• _Work required_
Reproduce the passage from the post on two put candidates, starting with "Question for the" and going on through "already own it?".

Two new put candidates
September 29, 2010
– Comments (18) |
RELATED TICKERS: CORT
, ONCY
Corcept (CORT) - I'll try and be concise here. Corcept is expecting topline results from the phase III trial of wonder drug Corlux in Cushing's syndrome in December. Corlux is a wonder drug because it has single-handedly kept Corcept's share price afloat for years despite a complete and utter lack of success in late stage trials. Corlux has failed three phase III trials for psychotic depression which has not stopped the company from attempting to enroll a fourth phase III trial (still enrolling 2.5 years later). Corlux was then advanced for mitigation of antipsychotic-induced weight gain but proof-of-concept data was unimpressive. So Cushing's is the latest in a series of indications for the company's solitary compound in advanced development. Corcept has been diluting heavily this year indicating to me a lack of confidence in their phase III results. The share price is up nearly 50% over the last month despite an absence of positive catalysts, which is suggestive of a Bottle Imp pattern developing. According to Yahoo Finance, there are no puts currently available with an expiration in 2011 but I will be watching for these closely as I believe the likelihood of positive results in Decmber is less than 30%. Negative results should drop the market cap close to cash, from above a share price of 4 to well below 1.
Questions for the options experts - if no puts are shown on Yahoo Finance, does it mean for sure none are available? How do options markets develop when none currently exist? Is selling naked calls a reasonable alternative to buying puts?
Oncolytics (ONCY) - another share price on a tear here without positive catalysts and only one compound in advanced development. There's no binary event in the immediate future, just a 300M market cap that seems wildly disproportionate to the long-term prospects of unproven anti-cancer agent Reolysin and a cash position of 24M. Ultralong has piled on the underperform side which adds a measure of confidence here. A deep expiration date seems appropriate and the bid/ask on March 2011 2.5 strikes is 0.10/0.40.
Question for the options experts - what's the best way to play a huge bid/ask spread like this? It would seem strange for me to buy something for 40 cents that I couldn't sell for more than 10 cents immediately afterwards. So do I enter a limit buy for 10 cents? Or something between 10 and 40 cents? What should I expect to sell this option at if I already own it?

• _Dataset entries_
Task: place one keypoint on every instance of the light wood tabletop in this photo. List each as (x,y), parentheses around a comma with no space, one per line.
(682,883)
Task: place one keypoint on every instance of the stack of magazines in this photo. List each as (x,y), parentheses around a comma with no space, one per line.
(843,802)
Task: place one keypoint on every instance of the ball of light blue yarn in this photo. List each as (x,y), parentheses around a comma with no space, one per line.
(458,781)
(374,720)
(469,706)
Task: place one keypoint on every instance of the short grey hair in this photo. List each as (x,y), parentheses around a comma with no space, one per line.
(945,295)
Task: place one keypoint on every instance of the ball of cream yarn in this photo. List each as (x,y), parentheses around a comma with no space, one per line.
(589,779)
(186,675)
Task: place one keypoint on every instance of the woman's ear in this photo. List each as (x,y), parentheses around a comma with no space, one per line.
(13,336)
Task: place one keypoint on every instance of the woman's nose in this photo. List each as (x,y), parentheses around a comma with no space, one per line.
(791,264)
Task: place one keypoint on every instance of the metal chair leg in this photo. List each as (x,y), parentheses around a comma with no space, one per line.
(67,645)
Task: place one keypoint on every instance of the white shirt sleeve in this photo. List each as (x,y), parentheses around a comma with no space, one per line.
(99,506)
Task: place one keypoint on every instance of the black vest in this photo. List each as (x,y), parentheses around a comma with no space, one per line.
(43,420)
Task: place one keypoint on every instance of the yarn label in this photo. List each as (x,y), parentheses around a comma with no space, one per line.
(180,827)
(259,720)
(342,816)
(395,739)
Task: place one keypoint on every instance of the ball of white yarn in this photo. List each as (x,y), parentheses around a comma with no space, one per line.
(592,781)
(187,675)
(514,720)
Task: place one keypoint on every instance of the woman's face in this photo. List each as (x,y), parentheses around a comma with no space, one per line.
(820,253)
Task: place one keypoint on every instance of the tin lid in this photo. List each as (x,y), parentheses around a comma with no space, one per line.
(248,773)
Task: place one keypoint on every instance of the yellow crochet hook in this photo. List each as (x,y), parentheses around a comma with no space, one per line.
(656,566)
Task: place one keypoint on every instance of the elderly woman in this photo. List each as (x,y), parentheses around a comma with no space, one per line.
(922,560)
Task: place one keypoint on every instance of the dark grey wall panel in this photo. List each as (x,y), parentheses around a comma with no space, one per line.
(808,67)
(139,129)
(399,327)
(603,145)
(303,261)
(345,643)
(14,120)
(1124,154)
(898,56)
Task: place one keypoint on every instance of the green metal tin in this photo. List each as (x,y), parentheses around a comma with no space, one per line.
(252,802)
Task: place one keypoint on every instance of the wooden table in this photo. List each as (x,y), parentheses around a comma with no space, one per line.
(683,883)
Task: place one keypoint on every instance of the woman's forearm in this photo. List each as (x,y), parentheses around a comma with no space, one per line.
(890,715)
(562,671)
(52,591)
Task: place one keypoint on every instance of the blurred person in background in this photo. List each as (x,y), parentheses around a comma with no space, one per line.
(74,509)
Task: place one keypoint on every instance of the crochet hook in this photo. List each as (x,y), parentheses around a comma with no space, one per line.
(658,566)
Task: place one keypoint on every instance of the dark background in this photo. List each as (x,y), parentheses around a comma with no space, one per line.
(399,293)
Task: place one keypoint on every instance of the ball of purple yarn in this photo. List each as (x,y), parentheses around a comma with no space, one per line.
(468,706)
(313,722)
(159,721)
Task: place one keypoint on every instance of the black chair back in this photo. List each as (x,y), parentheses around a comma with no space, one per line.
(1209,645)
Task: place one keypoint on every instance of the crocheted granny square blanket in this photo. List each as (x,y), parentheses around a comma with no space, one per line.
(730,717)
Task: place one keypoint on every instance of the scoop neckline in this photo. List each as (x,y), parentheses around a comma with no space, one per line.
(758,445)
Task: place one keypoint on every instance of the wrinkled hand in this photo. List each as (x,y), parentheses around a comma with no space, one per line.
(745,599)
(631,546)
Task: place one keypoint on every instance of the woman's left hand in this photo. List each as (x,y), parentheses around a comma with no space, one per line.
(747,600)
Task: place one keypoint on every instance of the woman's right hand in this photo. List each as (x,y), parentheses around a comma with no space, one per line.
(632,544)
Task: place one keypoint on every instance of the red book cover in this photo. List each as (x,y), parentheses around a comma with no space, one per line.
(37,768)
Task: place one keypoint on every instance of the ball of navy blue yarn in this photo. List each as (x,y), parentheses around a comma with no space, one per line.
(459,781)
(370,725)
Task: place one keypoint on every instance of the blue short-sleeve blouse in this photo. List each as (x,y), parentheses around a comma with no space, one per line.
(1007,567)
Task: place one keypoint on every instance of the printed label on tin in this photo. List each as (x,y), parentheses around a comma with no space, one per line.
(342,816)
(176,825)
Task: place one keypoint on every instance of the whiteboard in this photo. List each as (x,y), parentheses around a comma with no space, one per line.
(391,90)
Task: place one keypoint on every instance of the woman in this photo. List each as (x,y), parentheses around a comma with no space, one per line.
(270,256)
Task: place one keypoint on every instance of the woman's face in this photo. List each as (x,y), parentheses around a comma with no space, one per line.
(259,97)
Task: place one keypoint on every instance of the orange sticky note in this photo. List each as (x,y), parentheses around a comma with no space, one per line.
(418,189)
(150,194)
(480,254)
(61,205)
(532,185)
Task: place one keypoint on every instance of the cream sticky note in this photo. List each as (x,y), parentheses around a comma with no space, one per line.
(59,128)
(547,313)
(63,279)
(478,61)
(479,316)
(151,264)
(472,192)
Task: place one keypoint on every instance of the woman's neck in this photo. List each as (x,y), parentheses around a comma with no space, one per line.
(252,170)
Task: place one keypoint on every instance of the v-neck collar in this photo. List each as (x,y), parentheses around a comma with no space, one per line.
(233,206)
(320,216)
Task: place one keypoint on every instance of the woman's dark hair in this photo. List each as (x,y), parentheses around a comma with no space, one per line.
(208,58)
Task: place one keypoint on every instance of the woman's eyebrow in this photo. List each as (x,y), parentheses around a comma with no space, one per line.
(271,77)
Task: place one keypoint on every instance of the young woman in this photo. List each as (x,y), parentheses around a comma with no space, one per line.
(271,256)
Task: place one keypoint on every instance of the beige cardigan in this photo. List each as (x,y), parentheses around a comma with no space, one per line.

• _Output for this exercise_
Question for the options experts - what's the best way to play a huge bid/ask spread like this? It would seem strange for me to buy something for 40 cents that I couldn't sell for more than 10 cents immediately afterwards. So do I enter a limit buy for 10 cents? Or something between 10 and 40 cents? What should I expect to sell this option at if I already own it?